(Entries excerpted from a collection)
• • •

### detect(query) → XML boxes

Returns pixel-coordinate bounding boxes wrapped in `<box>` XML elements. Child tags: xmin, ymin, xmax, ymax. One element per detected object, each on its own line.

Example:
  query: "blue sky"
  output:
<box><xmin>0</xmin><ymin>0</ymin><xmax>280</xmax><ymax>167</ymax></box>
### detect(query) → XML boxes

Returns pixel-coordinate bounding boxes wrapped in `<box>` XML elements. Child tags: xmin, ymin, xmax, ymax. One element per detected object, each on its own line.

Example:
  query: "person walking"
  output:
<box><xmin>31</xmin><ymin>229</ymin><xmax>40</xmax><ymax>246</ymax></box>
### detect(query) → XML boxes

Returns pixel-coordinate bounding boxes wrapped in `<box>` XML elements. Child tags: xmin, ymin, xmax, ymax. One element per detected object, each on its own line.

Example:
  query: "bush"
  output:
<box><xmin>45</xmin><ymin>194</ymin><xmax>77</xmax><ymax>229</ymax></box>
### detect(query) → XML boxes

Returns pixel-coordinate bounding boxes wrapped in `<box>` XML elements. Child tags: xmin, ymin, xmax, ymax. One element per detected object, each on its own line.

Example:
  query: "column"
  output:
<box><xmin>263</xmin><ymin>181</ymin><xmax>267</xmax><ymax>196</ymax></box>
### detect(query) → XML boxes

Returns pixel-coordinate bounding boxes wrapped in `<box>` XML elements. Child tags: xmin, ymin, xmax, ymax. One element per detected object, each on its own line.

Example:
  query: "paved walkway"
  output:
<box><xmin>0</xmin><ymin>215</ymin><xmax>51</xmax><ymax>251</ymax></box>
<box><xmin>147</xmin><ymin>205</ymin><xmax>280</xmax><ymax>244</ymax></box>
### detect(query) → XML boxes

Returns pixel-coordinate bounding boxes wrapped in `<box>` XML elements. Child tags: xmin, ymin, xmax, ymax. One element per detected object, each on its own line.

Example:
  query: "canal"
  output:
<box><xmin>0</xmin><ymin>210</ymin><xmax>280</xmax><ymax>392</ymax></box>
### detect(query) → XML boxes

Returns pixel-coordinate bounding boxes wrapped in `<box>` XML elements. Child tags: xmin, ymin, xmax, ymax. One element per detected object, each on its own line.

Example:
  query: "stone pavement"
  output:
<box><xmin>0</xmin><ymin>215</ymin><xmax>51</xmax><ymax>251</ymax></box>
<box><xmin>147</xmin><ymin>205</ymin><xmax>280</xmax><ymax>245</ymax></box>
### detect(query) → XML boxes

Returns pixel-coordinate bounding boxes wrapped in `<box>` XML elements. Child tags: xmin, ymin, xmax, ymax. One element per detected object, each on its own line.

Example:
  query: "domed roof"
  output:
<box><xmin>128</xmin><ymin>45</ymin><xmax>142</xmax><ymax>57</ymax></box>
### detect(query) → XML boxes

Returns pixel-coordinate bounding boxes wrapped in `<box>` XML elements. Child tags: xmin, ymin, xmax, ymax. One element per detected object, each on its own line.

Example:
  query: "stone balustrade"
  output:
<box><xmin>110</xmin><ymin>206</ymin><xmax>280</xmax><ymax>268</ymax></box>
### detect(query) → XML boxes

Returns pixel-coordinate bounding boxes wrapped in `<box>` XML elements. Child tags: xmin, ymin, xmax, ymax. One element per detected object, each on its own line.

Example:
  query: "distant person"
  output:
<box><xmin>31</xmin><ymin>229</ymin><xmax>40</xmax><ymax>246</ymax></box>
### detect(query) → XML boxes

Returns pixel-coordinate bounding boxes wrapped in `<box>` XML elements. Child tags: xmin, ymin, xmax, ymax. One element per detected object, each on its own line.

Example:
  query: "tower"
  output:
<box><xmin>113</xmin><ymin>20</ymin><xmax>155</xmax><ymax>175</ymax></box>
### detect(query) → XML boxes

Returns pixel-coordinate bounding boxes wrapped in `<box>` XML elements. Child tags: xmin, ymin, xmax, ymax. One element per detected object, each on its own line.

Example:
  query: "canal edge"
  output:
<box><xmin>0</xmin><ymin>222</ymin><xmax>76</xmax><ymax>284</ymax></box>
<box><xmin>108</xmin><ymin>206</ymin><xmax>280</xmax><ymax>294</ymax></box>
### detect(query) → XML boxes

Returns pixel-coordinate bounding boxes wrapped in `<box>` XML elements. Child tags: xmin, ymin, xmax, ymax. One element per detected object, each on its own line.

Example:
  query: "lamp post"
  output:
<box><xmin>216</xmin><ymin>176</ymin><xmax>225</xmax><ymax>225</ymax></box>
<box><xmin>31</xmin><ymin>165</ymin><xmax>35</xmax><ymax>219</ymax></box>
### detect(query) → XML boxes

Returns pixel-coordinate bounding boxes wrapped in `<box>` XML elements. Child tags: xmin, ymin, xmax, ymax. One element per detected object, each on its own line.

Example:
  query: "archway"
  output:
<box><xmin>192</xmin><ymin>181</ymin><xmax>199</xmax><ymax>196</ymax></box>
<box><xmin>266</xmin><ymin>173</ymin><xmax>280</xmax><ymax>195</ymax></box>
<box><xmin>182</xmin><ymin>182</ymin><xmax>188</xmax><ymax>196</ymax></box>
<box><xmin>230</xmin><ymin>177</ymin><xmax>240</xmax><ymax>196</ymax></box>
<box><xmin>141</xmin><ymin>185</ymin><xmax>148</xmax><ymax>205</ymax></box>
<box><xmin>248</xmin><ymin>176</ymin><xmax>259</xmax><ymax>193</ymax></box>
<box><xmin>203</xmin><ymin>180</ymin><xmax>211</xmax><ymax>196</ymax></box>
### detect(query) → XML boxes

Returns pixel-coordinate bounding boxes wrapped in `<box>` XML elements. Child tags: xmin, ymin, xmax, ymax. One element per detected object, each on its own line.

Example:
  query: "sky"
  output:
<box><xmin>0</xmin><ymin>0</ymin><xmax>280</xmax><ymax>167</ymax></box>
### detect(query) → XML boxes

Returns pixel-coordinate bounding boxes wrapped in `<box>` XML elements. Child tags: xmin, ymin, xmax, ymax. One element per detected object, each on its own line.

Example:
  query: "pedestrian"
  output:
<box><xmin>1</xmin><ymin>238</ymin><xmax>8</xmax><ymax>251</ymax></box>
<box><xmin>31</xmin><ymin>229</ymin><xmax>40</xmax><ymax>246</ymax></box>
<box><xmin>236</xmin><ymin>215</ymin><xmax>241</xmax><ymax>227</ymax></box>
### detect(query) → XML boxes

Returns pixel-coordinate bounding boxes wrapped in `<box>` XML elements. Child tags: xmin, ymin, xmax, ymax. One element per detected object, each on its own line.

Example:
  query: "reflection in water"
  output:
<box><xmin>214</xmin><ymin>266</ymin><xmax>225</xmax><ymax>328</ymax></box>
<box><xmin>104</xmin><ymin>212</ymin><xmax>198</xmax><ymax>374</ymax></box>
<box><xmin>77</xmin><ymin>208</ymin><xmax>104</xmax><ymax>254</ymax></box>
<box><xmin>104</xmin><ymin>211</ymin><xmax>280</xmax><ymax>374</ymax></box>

• • •

**Given problem**
Which lines in the entries above contain the string "stone"? Copy each of them in full, counting a match only when the case is the same.

**Task output**
  query: "stone pavement"
  query: "stone balustrade"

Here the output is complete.